What the task asks: Transcribe each entry so that it matches the original exactly.

[The records Boundary: Start]

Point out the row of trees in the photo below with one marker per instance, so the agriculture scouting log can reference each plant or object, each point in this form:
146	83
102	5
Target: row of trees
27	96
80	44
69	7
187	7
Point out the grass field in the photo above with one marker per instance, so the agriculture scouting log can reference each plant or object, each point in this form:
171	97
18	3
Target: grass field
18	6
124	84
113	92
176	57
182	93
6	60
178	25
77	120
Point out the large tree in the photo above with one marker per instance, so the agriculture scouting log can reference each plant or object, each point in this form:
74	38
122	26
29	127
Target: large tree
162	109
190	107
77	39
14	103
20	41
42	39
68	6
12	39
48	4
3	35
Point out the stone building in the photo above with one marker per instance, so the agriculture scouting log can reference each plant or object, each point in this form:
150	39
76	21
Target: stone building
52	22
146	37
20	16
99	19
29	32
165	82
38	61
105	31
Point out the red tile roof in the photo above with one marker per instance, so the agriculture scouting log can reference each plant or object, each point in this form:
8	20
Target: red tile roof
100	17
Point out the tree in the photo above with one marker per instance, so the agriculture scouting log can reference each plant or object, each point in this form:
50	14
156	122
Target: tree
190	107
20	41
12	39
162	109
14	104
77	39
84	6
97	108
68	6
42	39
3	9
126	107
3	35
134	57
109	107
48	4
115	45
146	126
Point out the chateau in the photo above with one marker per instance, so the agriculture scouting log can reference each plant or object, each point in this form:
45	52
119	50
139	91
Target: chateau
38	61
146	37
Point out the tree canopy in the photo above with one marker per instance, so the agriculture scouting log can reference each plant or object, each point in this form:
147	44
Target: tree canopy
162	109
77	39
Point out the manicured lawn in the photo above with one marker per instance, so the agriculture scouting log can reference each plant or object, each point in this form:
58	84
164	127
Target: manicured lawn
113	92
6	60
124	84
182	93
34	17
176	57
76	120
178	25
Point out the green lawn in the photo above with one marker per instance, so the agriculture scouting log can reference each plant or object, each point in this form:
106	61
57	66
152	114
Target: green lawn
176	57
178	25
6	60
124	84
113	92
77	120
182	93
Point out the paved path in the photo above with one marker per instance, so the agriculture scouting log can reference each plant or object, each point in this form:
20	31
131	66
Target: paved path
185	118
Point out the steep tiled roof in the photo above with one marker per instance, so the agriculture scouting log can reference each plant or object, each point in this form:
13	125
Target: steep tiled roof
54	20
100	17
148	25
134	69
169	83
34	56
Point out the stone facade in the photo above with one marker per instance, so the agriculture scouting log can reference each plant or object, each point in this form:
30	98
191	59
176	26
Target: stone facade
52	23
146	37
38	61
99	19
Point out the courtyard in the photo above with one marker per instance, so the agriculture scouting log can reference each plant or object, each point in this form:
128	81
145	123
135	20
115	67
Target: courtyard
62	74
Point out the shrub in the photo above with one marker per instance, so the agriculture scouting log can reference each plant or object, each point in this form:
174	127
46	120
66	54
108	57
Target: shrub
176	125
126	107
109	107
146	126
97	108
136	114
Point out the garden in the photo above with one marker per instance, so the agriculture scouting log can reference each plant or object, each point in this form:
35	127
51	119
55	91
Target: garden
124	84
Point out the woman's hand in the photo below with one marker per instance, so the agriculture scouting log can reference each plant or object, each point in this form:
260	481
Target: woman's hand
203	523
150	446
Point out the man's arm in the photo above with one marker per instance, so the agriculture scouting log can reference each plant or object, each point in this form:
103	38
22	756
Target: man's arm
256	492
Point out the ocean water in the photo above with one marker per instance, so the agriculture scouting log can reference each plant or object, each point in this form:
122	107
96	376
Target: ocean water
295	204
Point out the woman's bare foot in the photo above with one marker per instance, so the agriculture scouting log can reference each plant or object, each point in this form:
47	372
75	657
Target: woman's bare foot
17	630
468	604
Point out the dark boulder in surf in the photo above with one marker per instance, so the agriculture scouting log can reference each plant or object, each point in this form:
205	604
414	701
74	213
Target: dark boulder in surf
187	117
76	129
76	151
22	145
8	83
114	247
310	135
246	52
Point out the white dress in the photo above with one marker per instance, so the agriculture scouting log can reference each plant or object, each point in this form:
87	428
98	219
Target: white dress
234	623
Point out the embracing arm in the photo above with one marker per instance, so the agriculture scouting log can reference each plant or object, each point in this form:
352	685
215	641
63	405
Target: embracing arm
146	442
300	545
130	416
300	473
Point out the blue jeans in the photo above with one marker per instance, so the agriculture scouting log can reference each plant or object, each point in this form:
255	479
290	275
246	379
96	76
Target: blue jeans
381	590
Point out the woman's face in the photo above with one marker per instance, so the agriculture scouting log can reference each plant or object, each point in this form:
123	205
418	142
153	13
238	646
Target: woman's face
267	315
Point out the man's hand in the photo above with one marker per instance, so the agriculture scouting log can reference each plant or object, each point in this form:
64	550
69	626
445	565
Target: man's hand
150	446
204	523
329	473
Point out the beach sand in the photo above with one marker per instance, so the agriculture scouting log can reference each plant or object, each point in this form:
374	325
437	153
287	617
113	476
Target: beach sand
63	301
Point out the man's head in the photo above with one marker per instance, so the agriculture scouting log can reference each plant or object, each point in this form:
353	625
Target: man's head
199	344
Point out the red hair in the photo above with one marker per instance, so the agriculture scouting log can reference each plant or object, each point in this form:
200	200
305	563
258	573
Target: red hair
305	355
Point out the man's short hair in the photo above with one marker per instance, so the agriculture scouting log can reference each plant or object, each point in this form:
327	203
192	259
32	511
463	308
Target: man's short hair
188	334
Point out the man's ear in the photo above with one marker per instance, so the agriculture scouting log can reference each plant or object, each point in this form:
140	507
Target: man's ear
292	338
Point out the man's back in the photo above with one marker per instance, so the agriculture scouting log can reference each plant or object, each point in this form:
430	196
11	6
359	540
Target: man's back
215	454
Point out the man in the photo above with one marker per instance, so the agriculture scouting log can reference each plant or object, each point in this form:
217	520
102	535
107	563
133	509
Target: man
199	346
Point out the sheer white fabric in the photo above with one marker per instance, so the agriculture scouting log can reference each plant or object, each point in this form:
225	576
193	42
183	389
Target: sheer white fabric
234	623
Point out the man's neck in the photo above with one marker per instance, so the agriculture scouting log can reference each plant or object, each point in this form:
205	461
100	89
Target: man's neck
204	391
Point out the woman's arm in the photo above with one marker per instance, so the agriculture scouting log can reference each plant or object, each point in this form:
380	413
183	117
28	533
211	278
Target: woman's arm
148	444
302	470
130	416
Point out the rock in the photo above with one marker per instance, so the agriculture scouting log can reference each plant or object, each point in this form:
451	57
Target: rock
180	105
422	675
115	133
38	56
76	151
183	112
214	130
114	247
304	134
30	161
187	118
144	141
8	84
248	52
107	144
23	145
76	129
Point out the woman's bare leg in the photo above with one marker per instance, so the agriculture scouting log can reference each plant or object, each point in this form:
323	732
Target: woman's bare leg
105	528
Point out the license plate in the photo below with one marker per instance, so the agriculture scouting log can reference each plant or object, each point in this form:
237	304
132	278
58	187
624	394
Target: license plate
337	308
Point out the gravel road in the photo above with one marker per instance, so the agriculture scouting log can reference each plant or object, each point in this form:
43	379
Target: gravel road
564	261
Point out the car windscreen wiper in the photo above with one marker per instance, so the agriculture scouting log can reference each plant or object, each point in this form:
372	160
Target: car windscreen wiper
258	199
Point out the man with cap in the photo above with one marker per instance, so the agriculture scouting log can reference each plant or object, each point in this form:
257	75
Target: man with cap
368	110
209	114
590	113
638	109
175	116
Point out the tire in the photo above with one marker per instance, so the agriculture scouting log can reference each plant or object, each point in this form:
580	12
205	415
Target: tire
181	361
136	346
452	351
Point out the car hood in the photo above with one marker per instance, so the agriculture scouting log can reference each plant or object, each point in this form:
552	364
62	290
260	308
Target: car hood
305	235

[The records Boundary: End]

Problem solution:
Point out the row of trees in the photo below with one marker per instance, so the agriculture scouting log can reference each plant or object, each point in this form:
146	83
102	5
Target: row of trees
27	96
80	44
69	7
187	7
Point out the grass field in the photo above with one marker per instance, so the agriculture scouting log can reference each plant or object, each point in this form:
171	97
18	3
Target: grass field
18	6
124	84
113	92
176	57
182	93
6	60
178	25
77	120
Point out the large tree in the photo above with one marker per instance, so the agriculture scouting log can reference each plant or object, each point in this form:
74	38
122	26
29	127
Target: large tree
162	109
190	107
77	39
14	103
20	41
42	39
68	6
12	39
48	4
3	35
Point out the stone building in the photo above with one marker per instance, so the agriculture scouting log can reference each plant or object, each point in this form:
150	39
76	21
Target: stone building
52	22
146	37
20	16
99	19
29	32
165	82
38	61
105	31
Point out the red tile roof in the photo above with one marker per instance, so the agriculture scouting log can reference each plant or object, each point in this form:
8	20
Target: red tile roof
100	17
Point out the tree in the photo above with one marker per instance, so the agriculture scouting log can reference each plant or object, each point in this form:
50	14
156	122
Target: tree
190	107
20	41
12	39
162	109
14	104
77	39
84	6
97	108
68	6
42	39
3	9
126	107
3	35
134	57
109	107
48	4
115	45
146	126
Point out the chateau in the photo above with one marker per instance, so the agriculture scouting log can reference each plant or object, each point in this form:
45	52
119	50
139	91
Target: chateau
38	61
146	37
Point out the tree canopy in the photo above with one marker per instance, so the agriculture scouting log can reference each plant or object, each point in this form:
147	44
Target: tree canopy
162	109
77	39
Point out the manicured lawn in the photo above with one marker per instance, so the agriculture scouting log can reference each plant or object, each point in this form:
58	84
164	127
Target: manicured lawn
113	92
6	60
124	84
182	93
34	17
176	57
76	120
178	25
Point out the green lawn in the photo above with one marker per instance, so the agriculture scouting log can reference each plant or object, each point in this form:
106	61
57	66
152	114
Target: green lawn
176	57
178	25
6	60
124	84
113	92
77	120
182	93
Point out the paved path in the photo above with one marker per instance, so the agriculture scouting log can reference each plant or object, each point in this form:
20	31
131	66
Target: paved path
185	118
Point out the steep tiled roof in the photo above with one marker per instance, so the agriculture scouting log can reference each plant or object, each point in this form:
13	125
Target: steep tiled roof
54	20
100	17
148	25
134	69
169	83
34	56
Point out the stone facade in the photo above with one marker per instance, so the agriculture scouting log can reference each plant or object, each point in this form:
30	98
191	59
176	26
Target: stone facade
52	23
146	37
38	61
99	19
Point out the courtyard in the photo above with one marker per instance, so the agriculture scouting log can reference each plant or object, each point in this form:
128	81
145	123
135	20
115	67
Target: courtyard
62	74
Point out the shrub in the photo above with one marker per instance, so the agriculture scouting log can reference each plant or object, each point in this form:
174	127
46	120
66	54
108	57
Target: shrub
176	125
126	107
109	107
146	126
97	108
136	114
Point out the garden in the photo above with one marker per instance, so the agriculture scouting log can reference each plant or object, each point in this form:
35	127
51	119
55	91
Target: garden
124	84
Point out the woman's hand in the photo below with one marker per instance, so the agriculture scouting log can reference each plant or object, each point in this form:
260	481
Target: woman's hand
203	523
150	446
Point out the man's arm in the photo above with one marker per instance, so the agriculture scouting log can reference each plant or object, each point in this form:
103	38
22	756
Target: man's arm
256	492
Point out the ocean water in the photo above with one marker per instance, so the agriculture scouting log can reference each plant or object, each point in this form:
122	107
96	376
Target: ocean water
295	204
Point out the woman's bare foot in the photo above with one marker per instance, so the agriculture scouting log can reference each plant or object, each point in this form:
47	372
75	657
Target: woman's bare foot
17	630
468	604
Point out the dark boulder in surf in the photo above with one marker per instance, so the agriculture scouting log can reference each plant or object, each point in this form:
205	604
414	701
74	213
Target: dark boulder in surf
187	117
76	129
76	151
22	145
8	83
114	247
310	135
246	52
Point out the white dress in the photo above with one marker per instance, so the agriculture scouting log can reference each plant or object, each point in this form:
87	428
98	219
Target: white dress
234	623
Point out the embracing arm in the photo above with one marker per instance, so the agriculture scouting log can reference each plant or object, each point in this form:
352	685
215	641
63	405
Target: embracing arm
146	442
300	545
130	416
300	473
Point out the blue jeans in the photo above with one marker per instance, so the agriculture scouting log can reference each plant or object, each point in this form:
255	479
290	275
246	379
96	76
Target: blue jeans
381	590
Point out the woman's face in the photo above with one marker per instance, so the agriculture scouting log can reference each plant or object, each point in this form:
123	205
418	142
153	13
238	646
Target: woman's face
267	315
Point out the man's hand in the photo above with one marker per instance, so the agriculture scouting log can reference each plant or object, each point in this form:
64	550
69	626
445	565
Target: man's hand
150	446
204	523
329	473
Point out the beach sand in the photo above with one marker per instance, so the agriculture scouting log can reference each plant or object, each point in this form:
374	325
437	153
287	617
113	476
Target: beach sand
63	301
Point out the man's head in the photo above with one marker per instance, so the agriculture scouting log can reference each plant or object, each point in this form:
353	625
Target: man's head
199	344
Point out the red hair in the photo above with one marker per instance, so the agriculture scouting log can reference each plant or object, each point in this form:
200	200
305	563
258	573
Target: red hair
305	355
Point out the man's short hair in the photo above with one marker per instance, so the agriculture scouting log can reference each plant or object, each point in this form:
327	203
192	259
32	511
463	308
Target: man's short hair
188	334
Point out the man's ear in the photo above with one marker per instance, so the agriculture scouting log can reference each plant or object, each point in this form:
140	507
Target: man's ear
292	338
Point out the man's back in the photo above with one marker per instance, so the agriculture scouting log can reference each plant or object, each point in this form:
430	196
11	6
359	540
Target: man's back
215	454
Point out the man in the photo above with one marker per instance, so the agriculture scouting log can reference each plant or object, each point in this form:
217	520
102	535
107	563
133	509
Target: man
199	346
Point out the sheer white fabric in the photo above with one marker per instance, so the agriculture scouting log can reference each plant or object, each point in this form:
225	576
193	42
183	389
Target: sheer white fabric
234	623
Point out the man's neck in the photo above with one marker per instance, so the agriculture scouting log can reference each plant or object, each point in this form:
205	461
100	89
Target: man's neck
204	391
Point out the woman's arm in the photo above with one marker per instance, so the agriculture scouting log can reference each plant or object, each point in this form:
380	413
183	117
28	533
211	278
Target: woman's arm
148	444
302	470
130	416
Point out the rock in the photo above with one marker per instance, so the agriculture scouting log can reference each plant or object, each point in this form:
451	57
Target: rock
180	105
422	675
115	133
38	56
76	151
183	112
214	130
114	247
304	134
30	161
187	118
144	141
8	84
248	52
107	144
23	145
76	129
Point out the woman's bare leg in the photo above with one marker per instance, so the agriculture scouting log can reference each plant or object, each point in this form:
323	732
Target: woman's bare leg
105	528
Point out the license plate in the photo below with one marker per instance, so the agriculture scouting log can reference each plant or object, each point in this form:
237	304
132	278
58	187
624	394
Target: license plate
337	308
Point out the gravel road in the photo above with one marker per instance, so the agriculture scouting log can reference each plant or object, each point in this form:
43	379
Target: gravel road
564	261
Point out the car windscreen wiper in the photo above with one marker per instance, so the agriculture scouting log can reference each plant or object, each point in this form:
372	160
Target: car windscreen wiper
258	199
Point out the man with cap in the photo above with one marker per instance, so the agriculture scouting log can reference each plant or object, each point in this form:
257	75
Target: man with cap
368	110
209	114
590	113
638	109
175	116
Point out the tire in the photo above with one marker per instance, so the agriculture scouting log can reference each plant or object, each point in this form:
580	12
205	415
Target: tire
181	361
136	346
452	351
Point out the car hood in the photo above with one marker per instance, so the agriculture scouting log can reference each plant or object, each point in this form:
552	364
62	290
260	308
Target: car hood
305	235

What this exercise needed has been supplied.